◆ Page text:

Deeply concerned about the current situation, but at the same time inspired by the level of motivation, solidarity and energy that China has demonstrated to the world over the past few weeks, I spontaneously decided a few days ago that I would start my own experiment. The idea was to gather a selected group of automotive leaders, as well as scientists and thought leaders from all around the globe, and to start what the Chinese call a “ripple effect” – that key element of Chinese business and “Sinogility” described in my recent book.
The overall purpose of this impromptu initiative was twofold:
– To discuss the importance as well as challenges of leadership in times of crisis, in the world of mobility and beyond, but also
– To start an experiment and raise a collective voice internationally, in order to
o Encourage and motivate people by exploring how the current crisis situation can also be taken as a chance to learn, to improve, to experiment and to take decisions in a quicker and more efficient way than was possible before. For all the automotive leaders out there, now may be the moment to build better relationships with their team members and stakeholders than ever before.

◆ Material for the task:
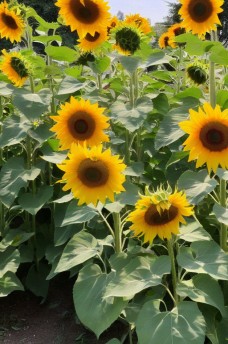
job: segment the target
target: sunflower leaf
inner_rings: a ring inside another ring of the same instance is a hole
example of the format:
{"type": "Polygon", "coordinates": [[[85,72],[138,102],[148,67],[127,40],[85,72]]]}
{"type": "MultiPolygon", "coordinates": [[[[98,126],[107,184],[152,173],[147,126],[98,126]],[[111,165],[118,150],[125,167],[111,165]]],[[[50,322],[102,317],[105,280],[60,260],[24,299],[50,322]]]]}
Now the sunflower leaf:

◆ Actions to take:
- a) Copy the stretch from "Deeply concerned about" through "my recent book." in the crisis leadership text word for word.
- b) Repeat the rows that follow the crisis leadership text exactly, leaving the picture out of your answer.

◆ Answers per task:
- a)
Deeply concerned about the current situation, but at the same time inspired by the level of motivation, solidarity and energy that China has demonstrated to the world over the past few weeks, I spontaneously decided a few days ago that I would start my own experiment. The idea was to gather a selected group of automotive leaders, as well as scientists and thought leaders from all around the globe, and to start what the Chinese call a “ripple effect” – that key element of Chinese business and “Sinogility” described in my recent book.

- b)
job: segment the target
target: sunflower leaf
inner_rings: a ring inside another ring of the same instance is a hole
example of the format:
{"type": "Polygon", "coordinates": [[[85,72],[138,102],[148,67],[127,40],[85,72]]]}
{"type": "MultiPolygon", "coordinates": [[[[98,126],[107,184],[152,173],[147,126],[98,126]],[[111,165],[118,150],[125,167],[111,165]]],[[[50,322],[102,317],[105,280],[60,260],[24,299],[50,322]]]]}
Now the sunflower leaf:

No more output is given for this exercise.